→ Work to be completed:
Whatever runs from the line with "At your convenience, could you detect the elevated" to the end of the records below must be copied exactly, with nothing else included.

━━ Exercise material

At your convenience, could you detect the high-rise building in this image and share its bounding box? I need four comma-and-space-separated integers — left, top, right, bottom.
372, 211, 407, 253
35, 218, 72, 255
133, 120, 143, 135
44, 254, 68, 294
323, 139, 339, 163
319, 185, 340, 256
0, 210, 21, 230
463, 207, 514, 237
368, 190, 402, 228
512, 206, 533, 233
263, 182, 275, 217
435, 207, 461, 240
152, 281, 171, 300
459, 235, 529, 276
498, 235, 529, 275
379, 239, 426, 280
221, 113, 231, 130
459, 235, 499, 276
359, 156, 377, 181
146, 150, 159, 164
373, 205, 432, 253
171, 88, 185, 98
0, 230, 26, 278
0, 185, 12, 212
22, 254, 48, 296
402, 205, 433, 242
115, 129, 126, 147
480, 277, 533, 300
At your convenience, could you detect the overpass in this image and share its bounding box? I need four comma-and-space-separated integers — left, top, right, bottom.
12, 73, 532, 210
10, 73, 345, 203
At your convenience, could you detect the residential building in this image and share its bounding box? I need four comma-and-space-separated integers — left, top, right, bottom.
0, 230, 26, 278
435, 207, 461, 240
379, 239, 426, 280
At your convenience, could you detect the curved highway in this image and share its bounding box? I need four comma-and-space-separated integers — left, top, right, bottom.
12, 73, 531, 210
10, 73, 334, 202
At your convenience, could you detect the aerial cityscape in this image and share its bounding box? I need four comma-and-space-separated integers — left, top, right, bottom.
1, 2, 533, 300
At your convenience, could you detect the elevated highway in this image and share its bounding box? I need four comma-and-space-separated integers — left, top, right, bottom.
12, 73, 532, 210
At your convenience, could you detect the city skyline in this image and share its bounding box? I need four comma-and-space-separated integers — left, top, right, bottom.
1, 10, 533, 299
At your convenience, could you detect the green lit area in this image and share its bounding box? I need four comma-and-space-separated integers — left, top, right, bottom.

━━━━

→ Completed task:
At your convenience, could you detect the elevated highway in this image and share its bounding box? I need four comma-and-space-separated integers — left, top, right, bottom.
12, 73, 532, 210
At your convenience, could you detect the city skyline in this image and share its bounding box? I need four comma-and-space-separated integers — left, top, right, bottom.
1, 10, 533, 299
At your convenience, could you detect the green lit area in this image and share its bounding box? I need four comma-and-space-separated integers — left, top, right, bottom.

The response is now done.